━━ EXERCISE TEXT ━━

November 20, 2016
Honoring WCU Veterans: Showing Thankfulness with a Library Exhibit
In light of the terrorist attacks in Paris, it's even more appropriate to thank those who serve or have served in our military for their unselfishness and willingness to put themselves in harm's way to protect us – and not just on Veterans Day.
To that end, "WCU Serves: Honoring 100 Years of our Service Men and Women," a display and exhibit on the second floor of Francis Harvey Green Library, spotlights West Chester's veterans. Since West Chester only became an official institution in 1871, researchers chose World War I through today as the time frame to cover.
"This exhibit seeks to complicate the ideas people hold regarding military veterans," explains Robert Kodosky, WCU History professor. "Veterans are teachers and students, brothers and sisters, sons and daughters, spouses, parents and friends. … Soldiers, sailors and aviators once, military veterans now join the rest of us, seeking to find their own places, simply as fellow citizens. … We can recognize this clearly, by considering one veteran at a time."
Cases in the exhibit each feature one WCU veteran photographed by Andy Marchese, whose studio is in Downingtown. History students Melanie Pezdirtz assisted in research and installation of the exhibit and Katherine Cromleigh wrote brief biographies of the seven veterans who are featured: Kelly Fisher, Management professor; Greg Turner, Biology professor; and students Dustin Renninger; Heather Williams; Kelby Hershey; Nicholas Herschel; and Adam Pezdirtz.
Some individuals loaned such items as uniforms, awards and other personal effects. Each veteran also participated in an oral history interview conducted in conjunction with the Soldiers to Scholars project and the American Veterans Project. Marchese launched the latter in 2013 after nearly two years of interviewing and photographing veterans with the Veteran Voices of Pittsburgh. The project preserves the experiences and emotions of U.S. military veterans through photographed portraits and audio or video interviews.
"There is no better way to learn the history of the United States than through first-hand accounts of the men and women who served the country in times of conflict and peace," he says.
Additional exhibits showcase library resources for and about veterans as well as materials housed in the library's Special Collections, including several questionnaires from World War II sent out to West Chester students and alumni serving in various military branches. Another case highlights the work of Stanley Weintraub '49, who served in the Army during the Korean War and went on to write more than 50 books, most about military encounters and campaigns, that are housed in the library's Special Collections.

━━━
━━ RECORDS ━━

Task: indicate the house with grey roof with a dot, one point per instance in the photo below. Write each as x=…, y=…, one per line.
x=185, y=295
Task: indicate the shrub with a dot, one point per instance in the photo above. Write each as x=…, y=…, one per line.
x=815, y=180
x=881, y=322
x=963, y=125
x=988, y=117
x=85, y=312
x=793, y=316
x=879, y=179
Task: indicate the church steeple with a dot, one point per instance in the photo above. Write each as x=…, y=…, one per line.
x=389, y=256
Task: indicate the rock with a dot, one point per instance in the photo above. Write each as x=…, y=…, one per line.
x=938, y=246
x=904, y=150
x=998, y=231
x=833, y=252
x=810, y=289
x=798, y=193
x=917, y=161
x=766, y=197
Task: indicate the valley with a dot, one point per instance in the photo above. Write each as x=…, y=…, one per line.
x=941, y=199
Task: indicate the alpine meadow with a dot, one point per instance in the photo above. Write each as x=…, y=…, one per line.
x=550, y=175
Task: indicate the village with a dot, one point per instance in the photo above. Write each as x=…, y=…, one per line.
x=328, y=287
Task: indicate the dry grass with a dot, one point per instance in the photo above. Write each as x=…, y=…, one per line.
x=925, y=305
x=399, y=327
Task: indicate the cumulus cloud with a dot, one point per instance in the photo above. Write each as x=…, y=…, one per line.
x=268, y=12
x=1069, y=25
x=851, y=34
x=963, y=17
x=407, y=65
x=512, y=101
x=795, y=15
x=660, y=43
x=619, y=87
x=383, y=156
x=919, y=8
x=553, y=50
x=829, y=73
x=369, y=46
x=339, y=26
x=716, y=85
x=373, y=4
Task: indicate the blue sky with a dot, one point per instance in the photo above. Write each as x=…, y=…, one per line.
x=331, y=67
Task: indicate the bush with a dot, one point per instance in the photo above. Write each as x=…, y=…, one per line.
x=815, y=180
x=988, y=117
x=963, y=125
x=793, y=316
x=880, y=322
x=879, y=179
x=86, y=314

━━━

EXERCISE DETAILS
Update the article on the WCU veterans exhibit from "November 20, 2016" through "on Veterans Day.", replacing "Paris" with "Brussels".

ANSWER TO THE EXERCISE
November 20, 2016
Honoring WCU Veterans: Showing Thankfulness with a Library Exhibit
In light of the terrorist attacks in Brussels, it's even more appropriate to thank those who serve or have served in our military for their unselfishness and willingness to put themselves in harm's way to protect us – and not just on Veterans Day.